• Written request 1:
In the entries, starting at the line containing "Rules. Find each instance of the denim" and ending at the line containing "point(138, 219)", swap "denim jeans" for "blue jeans" and reproduce those lines with nothing else changed.

The contentious relationship between Black communities and American patriotism has long been fraught with the tension that comes with this nation’s history; a history deeply rooted in ground toiled by Black bodies, who, for decades under slavery, Jim Crow and discrimination have survived multiple iterations of disenfranchisement. It’s difficult to believe, given the historical context of our existence in this nation, that we continue to live, grow and build as proud Americans, eager to achieve the same dreams our white counterparts so easily obtain.
For many, that patriotism comes natural. It radiates with the perseverance of our ancestors, who fought with heart and signed with blood for their right to be free, to desegregate, to vote in this country. It’s the dilemma of knowing only this land as the land of your people, that feeling of gratefulness that somehow, you are a citizen of this nation. It’s the feeling you get when considering the painful history of this country, no matter how traumatizing, because we are the architects of America. And even though we’re still fighting for liberation, that patriotism drives us to protect this nation, to fight for it, to defend a freedom that wasn’t always afforded to us.
And for others, these are the very reasons it’s hard to feel anything when red, white and blue fabric ripple through America’s skies on the Fourth of July. That spark of patriotism, surging through veins at baseball games when the National Anthem is recited, escapes many. With arms at sides, that hesitancy to place hand on heart to pledge allegiance may feel like betrayal. After all, “Justice For All” can sound like a mockery up against police brutality and our failed criminal justice system.
That’s understandable. That’s self-preservation.

• Written request 2:
Write the next part of the essay on Black Americans and patriotism, picking up after its final line.

• Input:
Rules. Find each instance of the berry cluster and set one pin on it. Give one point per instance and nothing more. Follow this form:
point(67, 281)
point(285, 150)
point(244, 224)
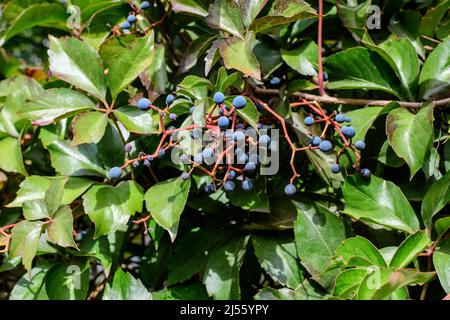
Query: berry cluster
point(131, 19)
point(227, 144)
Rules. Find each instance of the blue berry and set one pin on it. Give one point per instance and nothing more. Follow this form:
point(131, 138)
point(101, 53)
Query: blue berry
point(231, 175)
point(239, 151)
point(290, 189)
point(144, 104)
point(196, 134)
point(340, 118)
point(207, 153)
point(325, 146)
point(335, 168)
point(238, 136)
point(264, 139)
point(239, 102)
point(229, 186)
point(250, 167)
point(275, 81)
point(365, 173)
point(170, 99)
point(218, 98)
point(185, 176)
point(198, 158)
point(115, 173)
point(247, 185)
point(348, 131)
point(309, 121)
point(125, 25)
point(315, 141)
point(360, 145)
point(223, 122)
point(210, 188)
point(243, 158)
point(184, 157)
point(255, 158)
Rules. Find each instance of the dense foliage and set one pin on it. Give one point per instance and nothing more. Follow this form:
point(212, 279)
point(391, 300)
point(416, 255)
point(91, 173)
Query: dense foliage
point(96, 95)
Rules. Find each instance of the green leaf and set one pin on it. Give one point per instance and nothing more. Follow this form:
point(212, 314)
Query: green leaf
point(411, 135)
point(61, 227)
point(77, 63)
point(166, 201)
point(441, 262)
point(250, 9)
point(436, 198)
point(99, 249)
point(125, 287)
point(278, 256)
point(32, 288)
point(353, 15)
point(282, 13)
point(359, 251)
point(195, 7)
point(155, 77)
point(302, 59)
point(192, 252)
point(98, 27)
point(249, 114)
point(56, 103)
point(362, 120)
point(126, 57)
point(434, 78)
point(68, 281)
point(226, 15)
point(73, 188)
point(409, 249)
point(110, 208)
point(24, 241)
point(89, 127)
point(45, 15)
point(379, 201)
point(383, 282)
point(222, 270)
point(318, 233)
point(194, 87)
point(237, 54)
point(407, 26)
point(358, 68)
point(13, 162)
point(70, 160)
point(136, 121)
point(195, 50)
point(253, 200)
point(348, 281)
point(32, 188)
point(433, 16)
point(442, 225)
point(35, 210)
point(402, 58)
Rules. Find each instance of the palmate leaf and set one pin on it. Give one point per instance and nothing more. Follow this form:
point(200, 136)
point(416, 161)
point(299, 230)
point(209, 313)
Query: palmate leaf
point(76, 62)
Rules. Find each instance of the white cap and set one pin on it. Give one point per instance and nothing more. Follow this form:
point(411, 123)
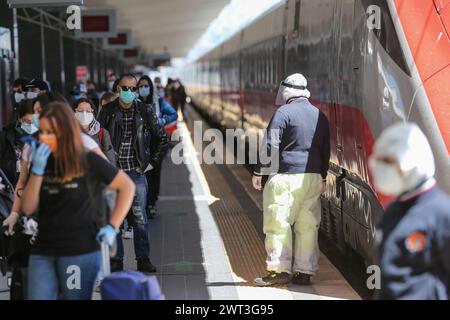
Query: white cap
point(293, 87)
point(407, 144)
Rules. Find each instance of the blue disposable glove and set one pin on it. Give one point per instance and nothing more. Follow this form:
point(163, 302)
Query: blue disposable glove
point(40, 158)
point(107, 234)
point(28, 140)
point(161, 122)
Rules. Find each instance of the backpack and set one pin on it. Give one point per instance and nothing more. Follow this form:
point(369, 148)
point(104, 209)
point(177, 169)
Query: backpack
point(100, 136)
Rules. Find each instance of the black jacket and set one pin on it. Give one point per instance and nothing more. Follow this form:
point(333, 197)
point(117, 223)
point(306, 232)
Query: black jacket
point(301, 137)
point(414, 248)
point(9, 140)
point(149, 139)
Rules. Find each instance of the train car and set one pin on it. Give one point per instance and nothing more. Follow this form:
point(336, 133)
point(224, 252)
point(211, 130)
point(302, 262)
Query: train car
point(6, 75)
point(364, 74)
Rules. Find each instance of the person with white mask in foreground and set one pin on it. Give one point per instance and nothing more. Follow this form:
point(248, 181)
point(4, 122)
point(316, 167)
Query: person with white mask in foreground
point(413, 237)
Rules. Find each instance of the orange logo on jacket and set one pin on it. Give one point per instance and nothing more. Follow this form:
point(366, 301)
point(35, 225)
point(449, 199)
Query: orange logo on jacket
point(416, 242)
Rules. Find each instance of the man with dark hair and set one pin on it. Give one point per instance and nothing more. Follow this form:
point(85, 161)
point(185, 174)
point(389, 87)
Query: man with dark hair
point(138, 141)
point(36, 87)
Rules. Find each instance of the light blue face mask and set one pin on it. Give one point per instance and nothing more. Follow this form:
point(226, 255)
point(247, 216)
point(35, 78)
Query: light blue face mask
point(36, 120)
point(144, 92)
point(127, 97)
point(18, 97)
point(29, 128)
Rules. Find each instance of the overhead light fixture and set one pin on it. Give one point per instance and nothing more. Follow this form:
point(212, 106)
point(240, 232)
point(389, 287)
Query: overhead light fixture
point(43, 3)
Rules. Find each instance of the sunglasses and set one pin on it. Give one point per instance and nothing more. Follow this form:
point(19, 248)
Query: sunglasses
point(125, 88)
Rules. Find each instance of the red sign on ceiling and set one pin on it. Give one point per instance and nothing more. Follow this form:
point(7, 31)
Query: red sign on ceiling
point(122, 38)
point(95, 23)
point(130, 53)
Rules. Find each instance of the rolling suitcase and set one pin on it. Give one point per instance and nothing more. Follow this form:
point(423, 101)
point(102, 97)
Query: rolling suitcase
point(127, 285)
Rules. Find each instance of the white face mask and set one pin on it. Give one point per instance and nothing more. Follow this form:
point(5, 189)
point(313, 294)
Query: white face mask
point(32, 95)
point(84, 118)
point(387, 179)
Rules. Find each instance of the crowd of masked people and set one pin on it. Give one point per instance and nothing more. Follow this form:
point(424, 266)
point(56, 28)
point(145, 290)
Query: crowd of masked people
point(81, 166)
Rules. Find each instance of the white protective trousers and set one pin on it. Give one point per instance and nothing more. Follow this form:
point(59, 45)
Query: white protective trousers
point(292, 200)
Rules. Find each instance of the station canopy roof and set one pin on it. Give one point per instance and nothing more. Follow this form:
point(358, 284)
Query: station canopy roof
point(159, 26)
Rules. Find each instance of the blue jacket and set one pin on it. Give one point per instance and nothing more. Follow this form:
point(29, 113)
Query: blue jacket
point(303, 141)
point(414, 249)
point(165, 111)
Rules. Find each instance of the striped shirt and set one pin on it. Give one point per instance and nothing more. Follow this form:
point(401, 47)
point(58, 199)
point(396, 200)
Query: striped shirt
point(127, 156)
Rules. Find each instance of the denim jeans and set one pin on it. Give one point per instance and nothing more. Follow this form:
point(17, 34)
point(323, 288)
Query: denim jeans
point(69, 278)
point(154, 182)
point(138, 219)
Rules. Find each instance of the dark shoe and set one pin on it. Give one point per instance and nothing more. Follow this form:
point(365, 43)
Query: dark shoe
point(272, 278)
point(144, 265)
point(301, 279)
point(151, 212)
point(116, 265)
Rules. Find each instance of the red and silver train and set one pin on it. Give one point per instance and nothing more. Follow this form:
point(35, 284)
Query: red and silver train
point(364, 74)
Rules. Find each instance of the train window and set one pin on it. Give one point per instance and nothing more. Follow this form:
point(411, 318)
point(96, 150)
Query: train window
point(387, 34)
point(297, 16)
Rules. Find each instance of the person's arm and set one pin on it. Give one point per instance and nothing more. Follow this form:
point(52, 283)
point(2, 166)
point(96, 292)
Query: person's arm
point(169, 113)
point(30, 198)
point(326, 149)
point(23, 176)
point(272, 140)
point(271, 144)
point(16, 209)
point(108, 148)
point(125, 189)
point(92, 146)
point(31, 195)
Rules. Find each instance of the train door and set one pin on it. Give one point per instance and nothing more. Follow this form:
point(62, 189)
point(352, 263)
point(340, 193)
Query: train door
point(6, 74)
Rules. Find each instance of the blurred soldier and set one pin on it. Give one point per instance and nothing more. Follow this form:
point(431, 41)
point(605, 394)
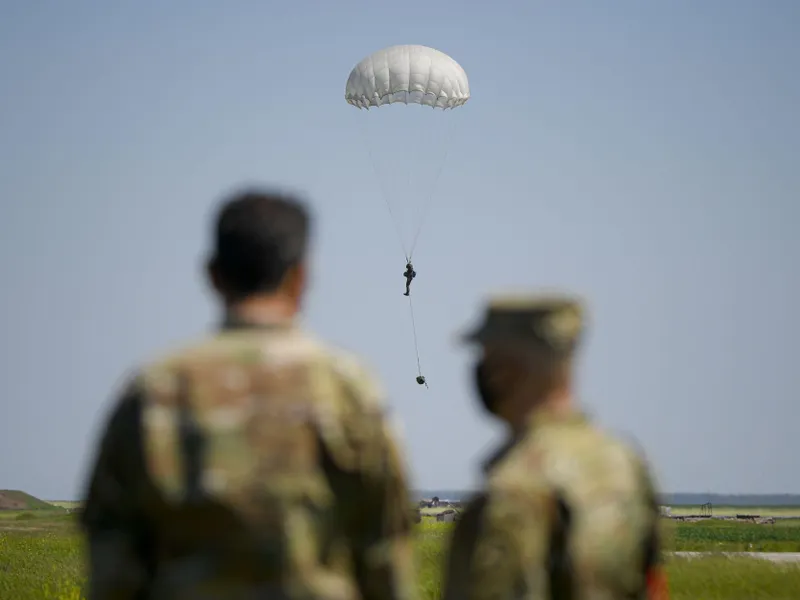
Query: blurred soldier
point(568, 512)
point(255, 463)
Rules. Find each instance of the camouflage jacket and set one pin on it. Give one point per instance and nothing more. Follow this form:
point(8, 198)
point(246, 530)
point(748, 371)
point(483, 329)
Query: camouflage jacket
point(568, 512)
point(256, 463)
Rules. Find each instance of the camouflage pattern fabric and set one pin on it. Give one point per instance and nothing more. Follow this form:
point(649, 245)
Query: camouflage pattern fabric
point(568, 512)
point(254, 464)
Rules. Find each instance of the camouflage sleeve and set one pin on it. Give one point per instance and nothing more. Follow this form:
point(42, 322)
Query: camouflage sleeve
point(115, 530)
point(511, 546)
point(381, 505)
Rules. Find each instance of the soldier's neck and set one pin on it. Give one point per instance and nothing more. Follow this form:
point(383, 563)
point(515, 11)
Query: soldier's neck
point(262, 309)
point(558, 403)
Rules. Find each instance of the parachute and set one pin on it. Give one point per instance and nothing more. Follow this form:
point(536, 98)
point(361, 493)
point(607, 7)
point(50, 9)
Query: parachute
point(409, 75)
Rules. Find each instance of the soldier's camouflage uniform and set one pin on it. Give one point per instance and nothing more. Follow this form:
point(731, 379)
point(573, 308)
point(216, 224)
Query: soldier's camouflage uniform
point(567, 511)
point(254, 464)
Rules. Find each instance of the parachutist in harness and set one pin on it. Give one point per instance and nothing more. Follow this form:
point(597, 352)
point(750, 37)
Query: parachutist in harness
point(409, 274)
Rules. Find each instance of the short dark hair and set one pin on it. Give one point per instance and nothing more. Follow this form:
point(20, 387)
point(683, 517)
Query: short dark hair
point(259, 236)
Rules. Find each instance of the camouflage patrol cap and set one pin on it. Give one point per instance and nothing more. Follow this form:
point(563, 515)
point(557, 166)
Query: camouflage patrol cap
point(554, 321)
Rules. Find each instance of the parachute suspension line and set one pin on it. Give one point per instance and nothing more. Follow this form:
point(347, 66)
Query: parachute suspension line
point(384, 191)
point(414, 329)
point(430, 196)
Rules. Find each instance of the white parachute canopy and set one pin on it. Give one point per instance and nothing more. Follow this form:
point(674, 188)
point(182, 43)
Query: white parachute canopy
point(417, 76)
point(407, 74)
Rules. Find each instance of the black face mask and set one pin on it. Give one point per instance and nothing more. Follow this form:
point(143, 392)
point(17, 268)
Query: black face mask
point(488, 400)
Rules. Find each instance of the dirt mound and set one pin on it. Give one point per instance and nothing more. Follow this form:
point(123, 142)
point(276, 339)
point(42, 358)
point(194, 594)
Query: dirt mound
point(16, 500)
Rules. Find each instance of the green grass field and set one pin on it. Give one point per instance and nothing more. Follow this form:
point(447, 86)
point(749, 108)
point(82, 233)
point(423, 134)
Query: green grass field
point(729, 511)
point(41, 557)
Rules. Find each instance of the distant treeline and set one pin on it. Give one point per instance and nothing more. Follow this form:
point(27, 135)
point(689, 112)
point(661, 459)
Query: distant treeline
point(676, 499)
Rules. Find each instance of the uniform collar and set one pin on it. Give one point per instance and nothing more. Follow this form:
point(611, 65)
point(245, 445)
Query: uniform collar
point(234, 321)
point(538, 419)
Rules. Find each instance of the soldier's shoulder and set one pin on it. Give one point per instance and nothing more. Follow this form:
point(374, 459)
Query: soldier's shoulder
point(355, 376)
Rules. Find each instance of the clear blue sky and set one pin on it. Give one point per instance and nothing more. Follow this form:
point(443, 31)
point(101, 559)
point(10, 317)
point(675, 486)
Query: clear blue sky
point(645, 154)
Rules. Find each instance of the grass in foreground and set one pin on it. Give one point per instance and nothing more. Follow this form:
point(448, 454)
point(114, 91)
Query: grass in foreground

• Result 1:
Rules. Find each instance of the blue jeans and set one pin on it. Give one point per instance and nothing more. Follow this form:
point(17, 34)
point(323, 288)
Query: blue jeans
point(69, 278)
point(154, 182)
point(138, 219)

• Result 2:
It’s for this reason I have only ever twice felt the swell of pure patriotism in my life. Once, as a senior in college when a young senator named Barack Obama was elected as the first African-American president of the United States, and some years earlier in the aftermath of Sept. 11, 2001 (this was also met with some complexity as I watched hate crimes against Muslims and other brown people increase).
And only days after the Rio games ended, I can add a third to that list – August 2016.
With a mind to skip the Olympics – I found myself sitting out the games in the name of human right injustices ignored by the International Olympics Committee (IOC) – it was hard to keep my word as I caught clips of Simone Biles and Gabby Douglas flipping their way to gold. And it continued. Michelle Carter made history as the first American women to win gold in shot put. Simone Manuel reminded an entire nation why Black representation in swimming was so important. Ibtihaj Muhammad was the first American athlete to compete while wearing the hijab. Venus and Serena, despite a small stumble, taught us all that the cumulative history matters (they’re still winning). Allyson Felix ran her way to become the most decorated female athlete in track and field. And the flood of Black Girl Magic, all hailing from America, continued to dominate the screen and the games. The diversity of these women (paired with the diversity of their teams as well) spoke to an America we could be proud of. An inclusive place where we all start at the same line, on the same mark.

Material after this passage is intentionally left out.